>> START Dataset entries
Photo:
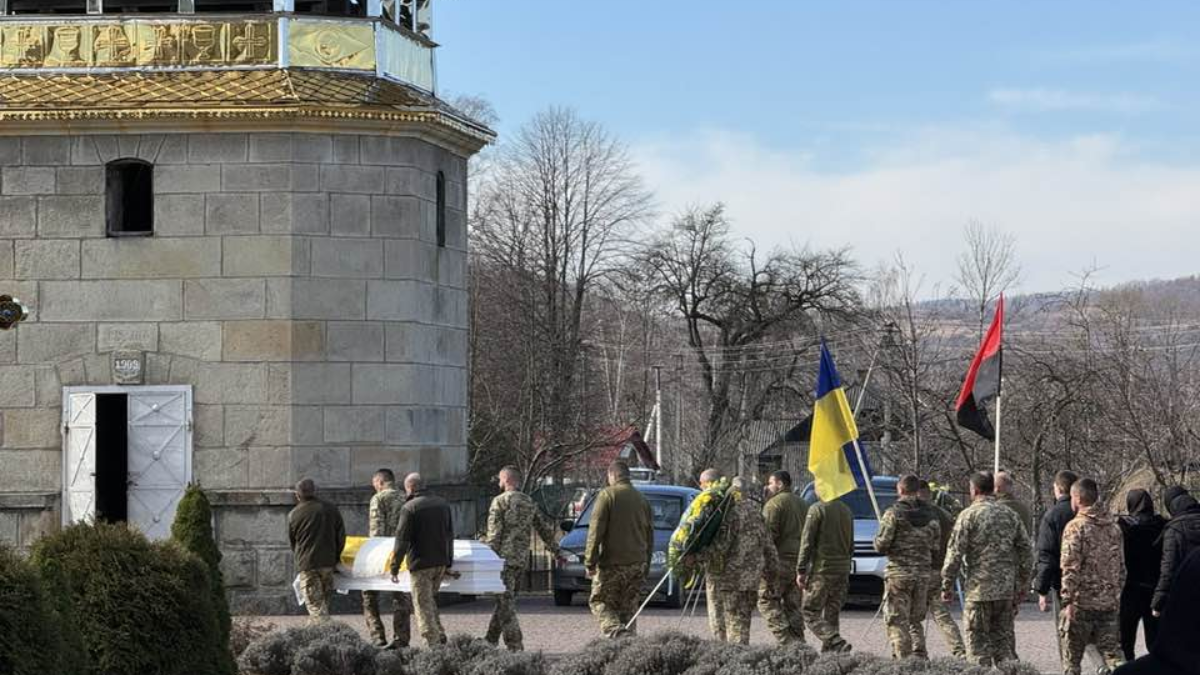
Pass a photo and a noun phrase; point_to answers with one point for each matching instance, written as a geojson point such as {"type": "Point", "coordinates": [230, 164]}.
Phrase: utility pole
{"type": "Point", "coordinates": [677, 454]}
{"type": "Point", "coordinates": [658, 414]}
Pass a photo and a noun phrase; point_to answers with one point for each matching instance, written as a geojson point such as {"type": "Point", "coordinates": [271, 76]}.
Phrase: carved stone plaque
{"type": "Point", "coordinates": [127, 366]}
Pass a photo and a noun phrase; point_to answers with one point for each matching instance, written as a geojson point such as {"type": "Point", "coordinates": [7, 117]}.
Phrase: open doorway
>> END Dataset entries
>> START Dataset entries
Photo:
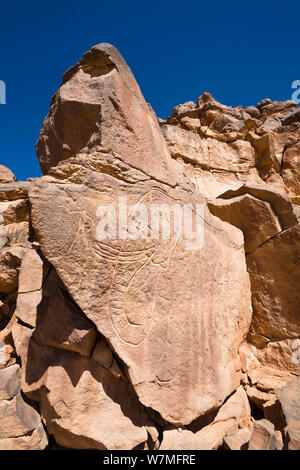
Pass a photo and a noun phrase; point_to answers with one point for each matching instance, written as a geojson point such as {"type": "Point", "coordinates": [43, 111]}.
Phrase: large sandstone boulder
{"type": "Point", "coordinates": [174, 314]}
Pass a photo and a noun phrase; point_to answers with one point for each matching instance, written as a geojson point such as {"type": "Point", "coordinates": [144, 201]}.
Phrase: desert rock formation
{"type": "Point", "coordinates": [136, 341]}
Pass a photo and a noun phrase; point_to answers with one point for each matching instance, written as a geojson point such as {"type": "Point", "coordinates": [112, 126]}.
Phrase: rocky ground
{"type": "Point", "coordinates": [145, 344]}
>> END Dataset entries
>> START Dataset entries
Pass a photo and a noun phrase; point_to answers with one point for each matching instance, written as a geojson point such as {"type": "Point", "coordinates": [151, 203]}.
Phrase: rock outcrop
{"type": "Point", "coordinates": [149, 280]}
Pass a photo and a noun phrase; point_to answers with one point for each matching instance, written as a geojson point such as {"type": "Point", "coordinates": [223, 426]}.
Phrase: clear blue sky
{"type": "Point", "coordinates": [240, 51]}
>> END Dataset entries
[Problem to solve]: Please filter the items above and copy out every line that contains the word "geojson".

[Answer for the task]:
Pass a photo and a noun phrase; point_to answers with one point for each matching instance, written as a geojson point such as {"type": "Point", "coordinates": [230, 164]}.
Pass a photo and a noun phrase; point_to answers with one point for each matching instance, written as a geojson point such as {"type": "Point", "coordinates": [271, 76]}.
Pass a photo and a noun phrase; point_to answers with one point for each matching instance, written as a geojson point such as {"type": "Point", "coordinates": [7, 117]}.
Pass a photo and a noun phrase; point_to answers with one point for each matching instance, written as a geojson point such as {"type": "Point", "coordinates": [43, 111]}.
Pass a photo and a noun phrase; point_to answers with one point for each matching instance, written as a geojson point such as {"type": "Point", "coordinates": [144, 201]}.
Pass a photo and a noun phrase; point_to answers with one point for each matching instance, written as a geojson point such as {"type": "Point", "coordinates": [112, 126]}.
Pass a photo and a noun phrase; point_to answers with one point for each matching instance, written as a geojson point such as {"type": "Point", "coordinates": [151, 203]}.
Pass a photo and a noun phrase; point_to answers with one point for each matching instance, written as a geojson point such as {"type": "Point", "coordinates": [223, 426]}.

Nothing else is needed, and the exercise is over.